Dataset excerpt

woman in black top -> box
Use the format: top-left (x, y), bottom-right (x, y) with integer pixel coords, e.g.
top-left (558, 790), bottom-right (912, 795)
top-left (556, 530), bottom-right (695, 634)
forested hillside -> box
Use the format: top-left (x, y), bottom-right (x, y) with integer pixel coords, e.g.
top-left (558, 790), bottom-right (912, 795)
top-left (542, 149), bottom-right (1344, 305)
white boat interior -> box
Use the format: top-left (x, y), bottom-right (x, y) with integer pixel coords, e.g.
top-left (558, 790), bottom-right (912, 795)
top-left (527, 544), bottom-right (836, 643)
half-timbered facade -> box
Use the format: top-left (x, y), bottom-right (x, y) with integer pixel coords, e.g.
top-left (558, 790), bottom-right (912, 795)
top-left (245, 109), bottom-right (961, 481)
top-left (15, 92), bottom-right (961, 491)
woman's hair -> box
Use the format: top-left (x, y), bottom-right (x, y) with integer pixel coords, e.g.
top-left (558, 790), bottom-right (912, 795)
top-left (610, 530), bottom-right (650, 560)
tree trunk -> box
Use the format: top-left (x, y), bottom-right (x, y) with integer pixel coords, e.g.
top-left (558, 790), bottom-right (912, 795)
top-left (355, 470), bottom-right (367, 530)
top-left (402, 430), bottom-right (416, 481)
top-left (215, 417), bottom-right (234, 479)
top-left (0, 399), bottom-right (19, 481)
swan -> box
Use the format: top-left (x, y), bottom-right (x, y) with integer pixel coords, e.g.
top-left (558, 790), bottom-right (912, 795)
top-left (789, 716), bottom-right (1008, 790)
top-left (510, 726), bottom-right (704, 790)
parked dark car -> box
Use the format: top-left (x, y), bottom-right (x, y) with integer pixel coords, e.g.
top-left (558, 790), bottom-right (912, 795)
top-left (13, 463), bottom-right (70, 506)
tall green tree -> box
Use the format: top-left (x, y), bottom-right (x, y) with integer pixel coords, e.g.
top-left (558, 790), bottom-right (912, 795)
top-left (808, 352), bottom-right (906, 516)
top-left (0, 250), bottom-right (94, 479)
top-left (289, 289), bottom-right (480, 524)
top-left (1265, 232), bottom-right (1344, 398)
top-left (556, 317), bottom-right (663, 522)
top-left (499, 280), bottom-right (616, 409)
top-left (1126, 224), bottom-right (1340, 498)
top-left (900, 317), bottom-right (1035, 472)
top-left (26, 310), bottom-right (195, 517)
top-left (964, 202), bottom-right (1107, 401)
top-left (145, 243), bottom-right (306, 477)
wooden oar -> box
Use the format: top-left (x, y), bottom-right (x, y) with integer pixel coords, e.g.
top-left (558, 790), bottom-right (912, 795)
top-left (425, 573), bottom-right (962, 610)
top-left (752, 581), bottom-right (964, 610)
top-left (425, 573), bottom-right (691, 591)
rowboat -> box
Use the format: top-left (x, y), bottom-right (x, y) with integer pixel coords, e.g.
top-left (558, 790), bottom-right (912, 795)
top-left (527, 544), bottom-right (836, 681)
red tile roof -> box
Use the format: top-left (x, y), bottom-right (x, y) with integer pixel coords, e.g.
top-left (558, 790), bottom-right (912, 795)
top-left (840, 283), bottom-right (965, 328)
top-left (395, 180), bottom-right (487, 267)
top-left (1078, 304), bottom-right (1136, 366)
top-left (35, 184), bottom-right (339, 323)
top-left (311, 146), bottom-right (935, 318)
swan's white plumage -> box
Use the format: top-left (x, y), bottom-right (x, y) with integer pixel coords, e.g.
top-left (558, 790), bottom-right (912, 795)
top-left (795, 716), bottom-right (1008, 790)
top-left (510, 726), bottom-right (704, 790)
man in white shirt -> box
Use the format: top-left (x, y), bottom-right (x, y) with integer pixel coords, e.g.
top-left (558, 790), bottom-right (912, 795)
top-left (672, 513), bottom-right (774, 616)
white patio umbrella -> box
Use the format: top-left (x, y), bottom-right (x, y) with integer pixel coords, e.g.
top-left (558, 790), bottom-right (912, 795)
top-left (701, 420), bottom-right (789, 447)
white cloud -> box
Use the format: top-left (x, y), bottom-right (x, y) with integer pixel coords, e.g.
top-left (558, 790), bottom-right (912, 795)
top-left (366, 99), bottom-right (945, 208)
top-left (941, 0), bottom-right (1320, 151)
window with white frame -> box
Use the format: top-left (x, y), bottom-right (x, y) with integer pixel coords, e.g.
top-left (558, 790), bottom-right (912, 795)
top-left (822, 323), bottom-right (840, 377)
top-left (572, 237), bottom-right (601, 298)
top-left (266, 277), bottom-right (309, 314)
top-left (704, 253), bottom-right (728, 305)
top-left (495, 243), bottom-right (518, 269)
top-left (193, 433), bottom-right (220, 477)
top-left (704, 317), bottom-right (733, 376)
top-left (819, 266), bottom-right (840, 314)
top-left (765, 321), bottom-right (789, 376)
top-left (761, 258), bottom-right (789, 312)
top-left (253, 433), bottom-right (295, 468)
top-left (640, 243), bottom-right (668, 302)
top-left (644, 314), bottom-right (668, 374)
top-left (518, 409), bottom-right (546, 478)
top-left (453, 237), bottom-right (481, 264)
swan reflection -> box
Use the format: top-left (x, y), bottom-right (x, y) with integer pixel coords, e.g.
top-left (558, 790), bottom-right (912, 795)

**Exercise brief:**
Please write out the entries above from the line containing "forested hillside -> box" through the line containing "top-left (610, 530), bottom-right (650, 560)", requests included. Shift every coordinate in the answers by -127, leaving the requests and their format samples unchanged.

**Result:**
forested hillside -> box
Use the format: top-left (x, y), bottom-right (x, y) with integer pixel coords, e.g.
top-left (558, 790), bottom-right (912, 795)
top-left (415, 22), bottom-right (1217, 178)
white boat interior -> box
Use the format: top-left (x, y), bottom-right (x, y) with integer pixel coords, e.g.
top-left (558, 790), bottom-right (912, 795)
top-left (400, 417), bottom-right (709, 516)
half-timbered facade -> box
Use the format: top-left (x, y), bottom-right (x, y) with integer pixel coords, e.g.
top-left (558, 790), bottom-right (912, 795)
top-left (118, -18), bottom-right (834, 354)
top-left (-112, -35), bottom-right (834, 364)
woman's hair -> box
Use the format: top-left (x, y), bottom-right (x, y) with integer pixel coords, e.g.
top-left (558, 790), bottom-right (912, 795)
top-left (483, 403), bottom-right (523, 433)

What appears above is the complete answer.